Gather every line below that contains the word "dark", and copy each of those lines out in full. Case counts.

RECORDS SUPPLIED
Begin

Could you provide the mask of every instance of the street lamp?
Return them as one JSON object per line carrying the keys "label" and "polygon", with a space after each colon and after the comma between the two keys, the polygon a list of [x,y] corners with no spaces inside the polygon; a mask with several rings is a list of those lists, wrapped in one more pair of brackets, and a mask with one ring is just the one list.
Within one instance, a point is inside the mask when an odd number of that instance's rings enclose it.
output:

End
Begin

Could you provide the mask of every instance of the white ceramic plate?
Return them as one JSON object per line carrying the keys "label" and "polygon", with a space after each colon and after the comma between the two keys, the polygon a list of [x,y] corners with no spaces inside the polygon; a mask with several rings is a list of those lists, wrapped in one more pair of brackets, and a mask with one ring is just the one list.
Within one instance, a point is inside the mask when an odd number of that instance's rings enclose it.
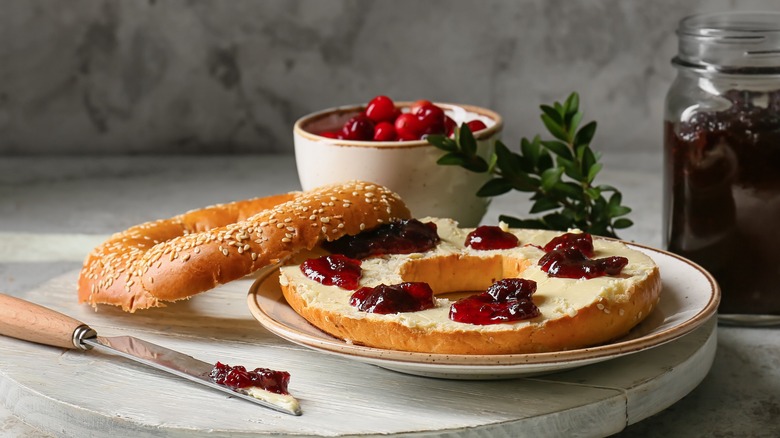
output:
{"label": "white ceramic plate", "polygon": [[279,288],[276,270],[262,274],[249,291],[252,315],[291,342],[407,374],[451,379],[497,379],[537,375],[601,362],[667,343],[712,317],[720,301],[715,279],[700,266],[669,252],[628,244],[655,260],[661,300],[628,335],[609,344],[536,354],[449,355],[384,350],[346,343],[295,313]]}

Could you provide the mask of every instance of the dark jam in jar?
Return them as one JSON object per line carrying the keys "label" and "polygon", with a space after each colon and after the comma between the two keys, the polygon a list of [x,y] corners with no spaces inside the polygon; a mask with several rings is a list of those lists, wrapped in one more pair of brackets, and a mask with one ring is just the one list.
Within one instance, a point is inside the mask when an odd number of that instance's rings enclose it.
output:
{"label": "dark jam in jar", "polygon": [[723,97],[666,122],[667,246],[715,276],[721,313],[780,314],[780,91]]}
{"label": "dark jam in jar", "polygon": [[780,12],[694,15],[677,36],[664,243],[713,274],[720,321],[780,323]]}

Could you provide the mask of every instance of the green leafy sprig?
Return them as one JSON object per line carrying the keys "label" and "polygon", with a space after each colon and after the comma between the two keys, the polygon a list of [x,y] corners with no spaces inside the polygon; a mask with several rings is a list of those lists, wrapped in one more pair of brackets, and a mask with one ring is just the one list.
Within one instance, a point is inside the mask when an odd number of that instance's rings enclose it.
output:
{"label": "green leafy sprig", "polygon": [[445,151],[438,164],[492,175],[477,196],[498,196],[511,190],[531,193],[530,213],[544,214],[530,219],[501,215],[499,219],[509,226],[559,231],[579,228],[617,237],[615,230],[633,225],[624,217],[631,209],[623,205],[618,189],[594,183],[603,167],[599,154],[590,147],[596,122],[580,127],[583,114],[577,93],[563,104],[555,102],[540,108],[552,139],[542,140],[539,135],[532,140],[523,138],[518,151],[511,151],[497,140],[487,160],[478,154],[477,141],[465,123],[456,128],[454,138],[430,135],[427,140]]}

End

RESULT OF THE TASK
Could you provide the mask of every instance of the dark jam in jar?
{"label": "dark jam in jar", "polygon": [[723,97],[666,122],[667,246],[715,276],[721,313],[780,314],[780,91]]}
{"label": "dark jam in jar", "polygon": [[780,12],[694,15],[677,36],[664,243],[713,274],[720,321],[780,323]]}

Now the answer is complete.